▶ **Dataset extract**:
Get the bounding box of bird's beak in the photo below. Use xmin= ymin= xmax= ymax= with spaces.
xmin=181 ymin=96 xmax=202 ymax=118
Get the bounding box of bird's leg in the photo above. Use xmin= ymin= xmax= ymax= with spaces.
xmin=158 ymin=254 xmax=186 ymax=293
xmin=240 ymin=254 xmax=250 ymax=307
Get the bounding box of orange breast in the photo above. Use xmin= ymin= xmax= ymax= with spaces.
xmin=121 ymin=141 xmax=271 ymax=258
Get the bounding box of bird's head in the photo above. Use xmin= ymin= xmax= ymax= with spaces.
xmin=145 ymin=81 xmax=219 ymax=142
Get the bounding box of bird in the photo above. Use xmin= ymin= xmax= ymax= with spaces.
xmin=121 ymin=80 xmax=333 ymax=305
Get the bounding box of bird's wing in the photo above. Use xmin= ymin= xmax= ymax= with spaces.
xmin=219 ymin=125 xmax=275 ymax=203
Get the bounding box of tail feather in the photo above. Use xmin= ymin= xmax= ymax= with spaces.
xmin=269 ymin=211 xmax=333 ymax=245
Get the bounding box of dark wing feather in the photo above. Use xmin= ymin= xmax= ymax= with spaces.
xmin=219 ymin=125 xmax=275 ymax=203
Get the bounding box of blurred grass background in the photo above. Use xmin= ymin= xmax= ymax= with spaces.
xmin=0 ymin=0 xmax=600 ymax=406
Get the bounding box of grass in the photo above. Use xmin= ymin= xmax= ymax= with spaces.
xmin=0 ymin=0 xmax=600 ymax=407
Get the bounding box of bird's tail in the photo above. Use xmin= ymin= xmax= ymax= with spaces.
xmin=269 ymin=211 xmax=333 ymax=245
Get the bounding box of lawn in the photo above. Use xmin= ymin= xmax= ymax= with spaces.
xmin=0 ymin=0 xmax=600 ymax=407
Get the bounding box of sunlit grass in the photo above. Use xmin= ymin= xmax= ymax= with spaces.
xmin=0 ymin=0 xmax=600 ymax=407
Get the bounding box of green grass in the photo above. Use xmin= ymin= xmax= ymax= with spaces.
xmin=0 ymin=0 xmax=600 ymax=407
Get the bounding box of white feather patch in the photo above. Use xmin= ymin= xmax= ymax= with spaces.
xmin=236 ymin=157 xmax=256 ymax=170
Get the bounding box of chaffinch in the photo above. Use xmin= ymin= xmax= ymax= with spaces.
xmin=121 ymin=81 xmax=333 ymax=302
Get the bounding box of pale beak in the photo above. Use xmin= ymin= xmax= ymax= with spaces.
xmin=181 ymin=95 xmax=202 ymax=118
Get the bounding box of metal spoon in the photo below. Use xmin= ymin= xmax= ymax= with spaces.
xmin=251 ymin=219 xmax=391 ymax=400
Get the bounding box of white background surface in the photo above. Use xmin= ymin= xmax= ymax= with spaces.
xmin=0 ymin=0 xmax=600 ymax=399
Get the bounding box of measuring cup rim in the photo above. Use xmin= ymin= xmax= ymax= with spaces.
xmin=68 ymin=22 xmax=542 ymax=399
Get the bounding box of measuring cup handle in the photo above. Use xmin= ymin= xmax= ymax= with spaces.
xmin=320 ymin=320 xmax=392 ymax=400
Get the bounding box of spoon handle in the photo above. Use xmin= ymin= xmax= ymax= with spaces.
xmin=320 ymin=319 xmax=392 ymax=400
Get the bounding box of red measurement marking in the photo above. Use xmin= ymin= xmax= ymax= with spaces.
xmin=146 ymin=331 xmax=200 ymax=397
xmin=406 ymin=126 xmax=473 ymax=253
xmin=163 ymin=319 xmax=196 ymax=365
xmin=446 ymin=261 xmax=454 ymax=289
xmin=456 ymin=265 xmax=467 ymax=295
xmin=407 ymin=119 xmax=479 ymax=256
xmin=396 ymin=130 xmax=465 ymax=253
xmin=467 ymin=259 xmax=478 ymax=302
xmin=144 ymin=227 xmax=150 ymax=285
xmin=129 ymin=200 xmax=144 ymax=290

▶ **Task**: Return every item above verbatim, in the same order.

▶ **Finished task**:
Get the bounding box of bird's beak in the photo below. Use xmin= ymin= xmax= ymax= with spaces.
xmin=181 ymin=96 xmax=202 ymax=118
Get the bounding box of bird's leg in the photo above. Use xmin= ymin= xmax= ymax= with spaces.
xmin=158 ymin=254 xmax=186 ymax=293
xmin=240 ymin=254 xmax=250 ymax=307
Get the bounding box of orange breast in the photo above. Use xmin= ymin= xmax= ymax= with spaces.
xmin=121 ymin=141 xmax=271 ymax=258
Get the bounding box of bird's head in the photo above. Use xmin= ymin= xmax= ymax= with spaces.
xmin=145 ymin=81 xmax=219 ymax=142
Get the bounding box of bird in the photo above. Use xmin= ymin= xmax= ymax= with spaces.
xmin=121 ymin=80 xmax=333 ymax=305
Get the bounding box of bird's wing in the photo above. Use xmin= ymin= xmax= ymax= with spaces.
xmin=219 ymin=125 xmax=275 ymax=203
Get the bounding box of tail feather in the photo above. Use xmin= ymin= xmax= ymax= with spaces.
xmin=269 ymin=211 xmax=333 ymax=245
Get the bounding box of dark wing feather in the photo above. Use xmin= ymin= xmax= ymax= with spaces.
xmin=219 ymin=125 xmax=275 ymax=203
Get the bounding box of blurred grass background in the photo above. Use xmin= ymin= xmax= ymax= with spaces.
xmin=0 ymin=0 xmax=600 ymax=406
Get the bounding box of grass in the photo above. Use xmin= ymin= xmax= ymax= with spaces.
xmin=0 ymin=0 xmax=600 ymax=407
Get the bounding box of bird's tail in the photo above. Use xmin= ymin= xmax= ymax= with spaces.
xmin=269 ymin=211 xmax=333 ymax=245
Get the bounding box of lawn in the photo above. Use xmin= ymin= xmax= ymax= with spaces.
xmin=0 ymin=0 xmax=600 ymax=407
Get the bounding box of sunlit grass in the photo above. Use xmin= ymin= xmax= ymax= with spaces.
xmin=0 ymin=0 xmax=600 ymax=407
Get the bounding box of green grass in the photo above. Use xmin= ymin= xmax= ymax= with spaces.
xmin=0 ymin=0 xmax=600 ymax=407
Get the bounding box of white feather patch in the photo above. Use xmin= ymin= xmax= ymax= with spaces.
xmin=236 ymin=157 xmax=256 ymax=170
Get the bounding box of chaffinch in the photo above. Use xmin= ymin= xmax= ymax= with spaces.
xmin=121 ymin=81 xmax=333 ymax=302
Get the bounding box of pale beak in the photo above. Use xmin= ymin= xmax= ymax= with spaces.
xmin=181 ymin=95 xmax=202 ymax=118
Get the bounding box of metal spoon in the photo below. Use xmin= ymin= xmax= ymax= with spaces.
xmin=251 ymin=219 xmax=391 ymax=400
Get the bounding box of white background surface in the photo above. Use xmin= ymin= xmax= ymax= with spaces.
xmin=0 ymin=0 xmax=600 ymax=399
Get the bounding box of measuring cup rim in the photo above. Use xmin= ymin= xmax= ymax= with spaces.
xmin=68 ymin=22 xmax=542 ymax=399
Get the bounding box of measuring cup handle in the photo above. Use xmin= ymin= xmax= ymax= with spaces.
xmin=320 ymin=320 xmax=392 ymax=400
Get the bounding box of spoon handle in the photo above. Use xmin= ymin= xmax= ymax= with spaces.
xmin=320 ymin=319 xmax=392 ymax=400
Get the bounding box of red measurement marking in the photo above. Use xmin= ymin= xmax= ymax= with spaces.
xmin=146 ymin=331 xmax=200 ymax=397
xmin=406 ymin=126 xmax=473 ymax=253
xmin=163 ymin=319 xmax=196 ymax=365
xmin=446 ymin=261 xmax=454 ymax=289
xmin=456 ymin=265 xmax=467 ymax=295
xmin=407 ymin=119 xmax=479 ymax=256
xmin=396 ymin=130 xmax=465 ymax=253
xmin=467 ymin=259 xmax=478 ymax=302
xmin=144 ymin=227 xmax=150 ymax=285
xmin=129 ymin=200 xmax=144 ymax=290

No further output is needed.